• _Provided text_:
Most global markets fell in the range of 2-4 per cent on Monday, with India seeing the sharpest decline. Investors took money off risky assets amid a flare-up in tensions between the US and China. US President Donald Trump threatened new tariffs on Beijing as part of retaliatory measures. Investors feared fresh standoff could weigh on the already fragile world economy.
Market players said another reason for India’s underperformance was due to the disappointment with an extend lockdown. Analysts said many red zone districts were significant contributors to the country’s gross domestic product. Experts said the extension should have been backed by stimulus measures.
“The fall was a result of a combination of the disappointment over lockdown extension and weak global cues. Many markets also fell on Friday when we were shut. Apart from some concessions from the Reserve Bank, we haven’t announced any big stimulus like other nations have,” said Andrew Holland, chief executive, Avendus Capital Alternate Strategies.

• _Material supplied_:
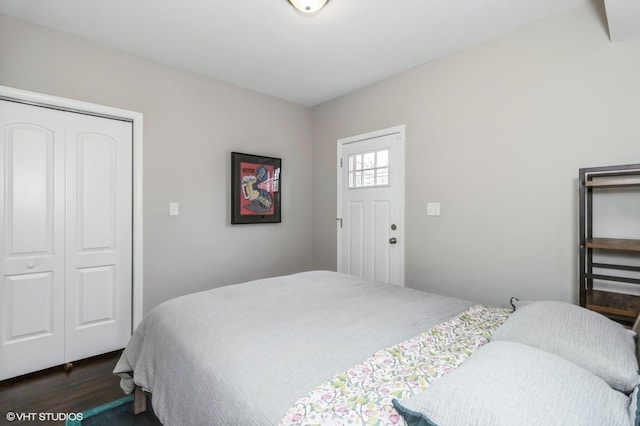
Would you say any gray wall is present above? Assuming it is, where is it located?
[313,0,640,305]
[0,15,312,313]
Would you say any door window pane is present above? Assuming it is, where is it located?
[348,148,389,189]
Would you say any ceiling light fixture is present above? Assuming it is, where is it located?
[289,0,329,13]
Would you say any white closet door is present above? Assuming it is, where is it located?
[0,100,133,380]
[0,101,65,380]
[65,114,133,361]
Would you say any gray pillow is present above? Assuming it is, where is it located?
[393,342,638,426]
[491,299,638,394]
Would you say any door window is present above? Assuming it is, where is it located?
[349,148,389,189]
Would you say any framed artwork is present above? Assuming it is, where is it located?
[231,152,282,225]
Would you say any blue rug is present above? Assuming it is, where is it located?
[65,395,160,426]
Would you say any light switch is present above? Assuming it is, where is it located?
[169,202,180,216]
[427,202,440,216]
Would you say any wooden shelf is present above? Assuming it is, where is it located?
[585,290,640,322]
[586,238,640,251]
[585,177,640,188]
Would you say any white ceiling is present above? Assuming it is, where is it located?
[0,0,638,106]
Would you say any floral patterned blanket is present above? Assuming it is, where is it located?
[280,305,511,426]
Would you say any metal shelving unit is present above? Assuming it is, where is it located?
[579,164,640,324]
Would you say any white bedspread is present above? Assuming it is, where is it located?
[114,271,471,425]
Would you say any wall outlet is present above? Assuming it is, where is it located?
[427,202,440,216]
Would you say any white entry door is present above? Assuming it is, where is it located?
[338,126,404,286]
[0,100,132,380]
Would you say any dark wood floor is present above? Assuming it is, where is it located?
[0,351,125,425]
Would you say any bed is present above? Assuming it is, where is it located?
[114,271,638,426]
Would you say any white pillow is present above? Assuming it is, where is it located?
[393,341,637,426]
[491,299,638,394]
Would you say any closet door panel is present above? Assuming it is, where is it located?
[0,101,65,380]
[65,116,133,361]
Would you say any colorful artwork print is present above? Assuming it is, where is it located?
[231,152,281,225]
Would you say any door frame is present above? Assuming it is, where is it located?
[0,86,144,333]
[336,124,406,287]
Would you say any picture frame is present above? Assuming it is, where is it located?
[231,152,282,225]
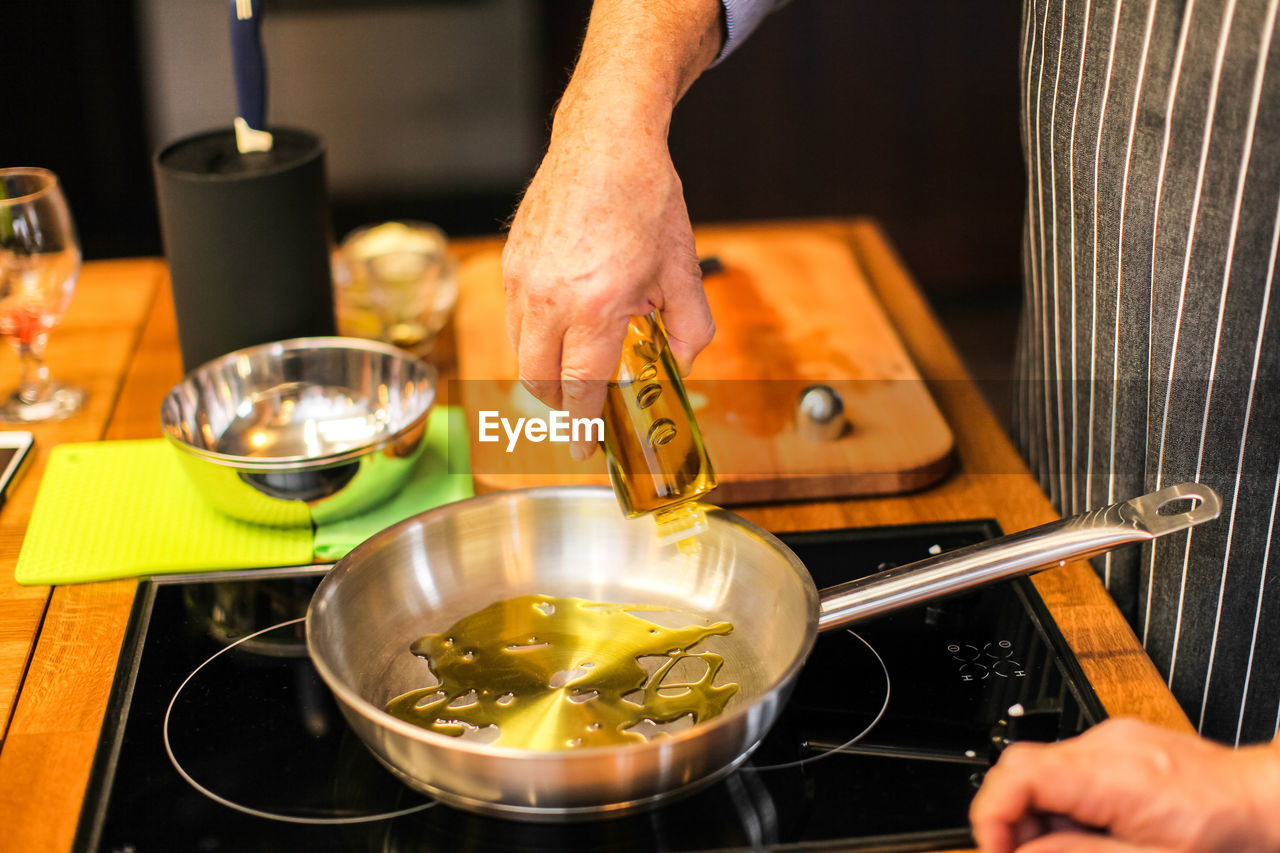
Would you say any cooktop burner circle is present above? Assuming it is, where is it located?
[163,616,436,825]
[739,628,892,774]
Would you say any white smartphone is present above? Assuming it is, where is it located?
[0,429,36,506]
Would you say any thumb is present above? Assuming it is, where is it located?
[1014,830,1160,853]
[662,256,716,375]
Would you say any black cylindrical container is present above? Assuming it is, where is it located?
[155,128,337,371]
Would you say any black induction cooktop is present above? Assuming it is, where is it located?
[76,521,1103,853]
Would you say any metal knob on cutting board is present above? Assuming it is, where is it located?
[796,386,849,442]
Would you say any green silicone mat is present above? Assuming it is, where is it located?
[14,438,312,584]
[315,406,472,561]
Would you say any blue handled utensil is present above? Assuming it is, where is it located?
[230,0,273,154]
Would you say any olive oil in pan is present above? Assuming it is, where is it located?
[387,596,739,751]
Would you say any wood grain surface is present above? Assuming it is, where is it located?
[0,220,1190,850]
[457,225,954,505]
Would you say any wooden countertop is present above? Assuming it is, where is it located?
[0,220,1190,850]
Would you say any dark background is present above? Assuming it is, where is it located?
[0,0,1023,389]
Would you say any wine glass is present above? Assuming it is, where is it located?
[0,168,84,424]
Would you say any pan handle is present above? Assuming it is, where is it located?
[818,483,1222,631]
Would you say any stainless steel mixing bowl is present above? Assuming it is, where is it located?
[160,337,435,526]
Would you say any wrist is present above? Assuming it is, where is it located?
[1248,740,1280,850]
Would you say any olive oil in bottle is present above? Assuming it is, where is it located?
[604,311,716,543]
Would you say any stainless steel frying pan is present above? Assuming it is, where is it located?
[307,484,1220,820]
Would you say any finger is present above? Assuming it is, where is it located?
[1016,830,1156,853]
[662,251,716,375]
[561,318,627,461]
[502,233,525,353]
[969,743,1041,853]
[516,313,564,409]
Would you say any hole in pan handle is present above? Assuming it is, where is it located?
[1121,483,1222,537]
[818,483,1222,631]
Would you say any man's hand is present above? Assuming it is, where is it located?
[502,126,714,459]
[969,720,1280,853]
[503,0,722,459]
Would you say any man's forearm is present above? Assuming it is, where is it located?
[553,0,723,140]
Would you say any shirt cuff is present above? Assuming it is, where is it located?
[712,0,787,67]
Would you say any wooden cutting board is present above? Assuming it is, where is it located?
[452,225,954,505]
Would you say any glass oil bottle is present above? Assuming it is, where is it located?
[604,311,716,548]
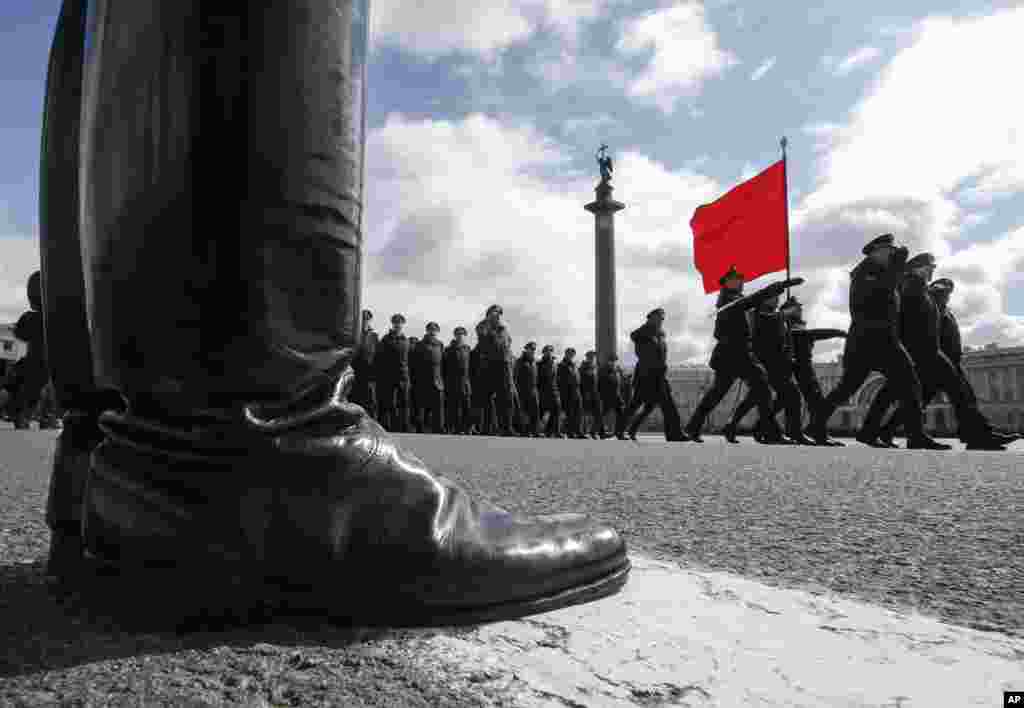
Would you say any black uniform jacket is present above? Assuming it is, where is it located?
[753,310,793,371]
[710,289,759,370]
[413,337,444,390]
[352,330,380,381]
[558,359,580,404]
[580,361,597,402]
[515,355,537,401]
[537,357,559,402]
[374,332,409,383]
[442,339,471,394]
[630,323,669,377]
[939,307,964,366]
[597,363,623,406]
[900,274,940,359]
[476,320,512,367]
[850,258,903,338]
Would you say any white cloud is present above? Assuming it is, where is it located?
[792,9,1024,343]
[615,2,737,114]
[364,115,721,361]
[751,56,775,81]
[0,202,39,323]
[371,0,603,58]
[825,47,882,76]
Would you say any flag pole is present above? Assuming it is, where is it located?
[778,135,792,299]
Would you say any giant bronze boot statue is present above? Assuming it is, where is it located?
[42,0,630,626]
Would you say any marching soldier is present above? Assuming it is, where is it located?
[686,267,804,445]
[808,234,949,450]
[558,346,587,440]
[615,307,689,442]
[928,278,1021,442]
[374,314,410,432]
[350,309,379,418]
[476,305,513,436]
[597,353,626,440]
[537,344,562,438]
[580,349,607,440]
[409,337,423,432]
[857,259,1015,450]
[415,322,444,434]
[722,295,814,445]
[444,326,472,435]
[515,342,541,438]
[775,296,846,447]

• _Set of tasks_:
(1) Answer these from the market report:
(a) Which country saw the sharpest decline on Monday?
(b) What did US President Donald Trump threaten against Beijing?
(c) What position does Andrew Holland hold?
(2) Please pick up the market report after its last sentence and continue it for one or two paragraphs.

• _Task results_:
(1)
(a) India.
(b) New tariffs, as part of retaliatory measures.
(c) Chief executive, Avendus Capital Alternate Strategies.

(2)
Poor economic data and weak quarterly results of some index majors such as Reliance and Hindustan Unilever also disappointed investors. Investors also fretted over plunge in tax collections. In March, GST collection plummeted to Rs 28,309 crore against Rs 1.13 trillion recorded in the same month last year. “The GST collections will take a huge hit in April and May.
States will not have money to do anything at all. It is going to be catastrophic for the economy,” said Shankar Sharma, founder, and vice-chairman, First Global.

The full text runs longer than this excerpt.